» **Provided text**:
- Opening Delimiter -

Ultrastructural immunolocalization of alpha-keratins and associated beta-proteins (beta-keratins) suggests a new interpretation on the process of hard and soft cornification in turtle epidermis.

The epidermis of soft-shelled and hard-shelled turtles has been compared to determine the origin of the different cornification. Immunolocalization of acidic alpha-keratin (AK2) of 45-50 kDa in tonofilaments of the epidermis in Apalone spinifera and absence in the corneous layer where desquamating corneocytes are present supports the biochemical data. Corneocytes shows a weak to absent immunolabeling for beta-proteins (formerly beta-keratins) of 14-16 kDa while sparse immunolabeled corneous granules are seen in the pre-corneous layer. In the hard-shelled turtle Pseudemys nelsonii differentiating corneocytes contain small level of acidic alpha-keratin while beta-proteins of 10-17 kDa form dense aggregates of corneous material among tonofilaments. Corneocytes do not desquamate but remain tightly connected determining an increase in thickness of the corneous layer that becomes mechanically stiff and resistant. Since both species possess beta-proteins in shelled and non-shelled areas of the epidermis the difference in hardness of the corneous layer is not due to the alternation between beta-keratin versus alpha-keratin. Mechanical resilience of the corneous layer derives from the accumulation of alpha-keratins, beta- and likely of other proteins in corneocytes of the shell in hard-shelled turtles. In the softer epidermis of hard-shelled turtles and in the soft-shelled turtle a more rapid and continuous turnover of corneocytes is present and no accumulation of beta-proteins and corneocytes takes place. It is hypothesized that the dermis derived from the carapacial ridge during development remains localized underneath the shell epidermis in hard-shelled turtles and influences the formation of the hard corneous epidermis.

- Closing Delimiter -

» **Problem to solve**:
List every molecular weight range in kDa given in the abstract on turtle epidermis, with the protein each range belongs to.

» **Recorded data**:
- Opening Delimiter -

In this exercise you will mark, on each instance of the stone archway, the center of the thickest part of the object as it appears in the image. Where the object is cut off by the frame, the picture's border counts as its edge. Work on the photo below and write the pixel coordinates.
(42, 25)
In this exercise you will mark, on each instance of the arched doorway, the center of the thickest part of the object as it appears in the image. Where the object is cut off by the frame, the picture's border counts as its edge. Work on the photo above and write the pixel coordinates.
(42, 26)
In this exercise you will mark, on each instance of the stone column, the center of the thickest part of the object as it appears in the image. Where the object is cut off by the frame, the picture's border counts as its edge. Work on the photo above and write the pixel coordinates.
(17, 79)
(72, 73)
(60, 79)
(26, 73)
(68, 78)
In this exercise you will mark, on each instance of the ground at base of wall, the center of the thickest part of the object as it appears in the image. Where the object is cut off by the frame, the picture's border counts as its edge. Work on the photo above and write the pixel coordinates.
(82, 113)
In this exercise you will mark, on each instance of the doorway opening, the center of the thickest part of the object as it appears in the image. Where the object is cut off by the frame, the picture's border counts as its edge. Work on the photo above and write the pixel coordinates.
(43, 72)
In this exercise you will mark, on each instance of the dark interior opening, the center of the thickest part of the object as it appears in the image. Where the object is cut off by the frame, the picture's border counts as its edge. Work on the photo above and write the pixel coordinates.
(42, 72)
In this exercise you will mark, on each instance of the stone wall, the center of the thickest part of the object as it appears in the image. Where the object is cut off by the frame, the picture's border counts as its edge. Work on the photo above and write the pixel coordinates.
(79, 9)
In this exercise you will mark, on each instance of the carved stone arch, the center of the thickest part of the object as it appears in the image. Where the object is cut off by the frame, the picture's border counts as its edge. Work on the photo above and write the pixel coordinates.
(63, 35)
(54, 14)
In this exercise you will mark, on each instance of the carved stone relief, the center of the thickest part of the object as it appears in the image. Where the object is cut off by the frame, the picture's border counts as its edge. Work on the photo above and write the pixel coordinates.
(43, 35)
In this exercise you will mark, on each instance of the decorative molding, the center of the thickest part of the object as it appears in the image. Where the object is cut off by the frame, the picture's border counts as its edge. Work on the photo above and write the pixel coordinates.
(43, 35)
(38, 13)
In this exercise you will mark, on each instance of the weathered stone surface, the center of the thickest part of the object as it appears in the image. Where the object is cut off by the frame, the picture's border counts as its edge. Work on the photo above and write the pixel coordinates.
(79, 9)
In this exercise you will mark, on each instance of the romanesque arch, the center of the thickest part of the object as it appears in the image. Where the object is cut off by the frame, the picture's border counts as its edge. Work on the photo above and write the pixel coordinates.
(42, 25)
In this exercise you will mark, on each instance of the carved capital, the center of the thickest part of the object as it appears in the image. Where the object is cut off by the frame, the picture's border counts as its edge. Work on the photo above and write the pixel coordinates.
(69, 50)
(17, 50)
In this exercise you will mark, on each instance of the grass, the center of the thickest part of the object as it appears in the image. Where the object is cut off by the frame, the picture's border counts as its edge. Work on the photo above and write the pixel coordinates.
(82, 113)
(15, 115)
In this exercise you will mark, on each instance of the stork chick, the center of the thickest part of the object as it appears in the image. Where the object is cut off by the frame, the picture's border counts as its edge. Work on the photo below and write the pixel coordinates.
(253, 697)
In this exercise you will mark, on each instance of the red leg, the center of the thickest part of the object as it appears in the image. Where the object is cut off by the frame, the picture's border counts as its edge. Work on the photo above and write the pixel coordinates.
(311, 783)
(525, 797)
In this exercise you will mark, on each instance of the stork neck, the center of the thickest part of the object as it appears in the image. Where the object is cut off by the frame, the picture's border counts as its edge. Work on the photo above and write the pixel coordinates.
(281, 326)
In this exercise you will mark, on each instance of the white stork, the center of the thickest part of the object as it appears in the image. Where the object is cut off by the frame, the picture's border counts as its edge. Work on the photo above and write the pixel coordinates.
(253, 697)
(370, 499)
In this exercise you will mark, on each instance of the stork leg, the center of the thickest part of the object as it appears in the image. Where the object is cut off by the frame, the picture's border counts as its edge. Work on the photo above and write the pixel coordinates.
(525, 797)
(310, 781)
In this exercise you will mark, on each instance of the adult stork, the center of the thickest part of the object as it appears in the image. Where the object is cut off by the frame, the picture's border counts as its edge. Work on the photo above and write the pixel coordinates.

- Closing Delimiter -

» **Response to this exercise**:
- 45-50 kDa: acidic alpha-keratin (AK2), in Apalone spinifera
- 14-16 kDa: beta-proteins (formerly beta-keratins), in Apalone spinifera
- 10-17 kDa: beta-proteins, in Pseudemys nelsonii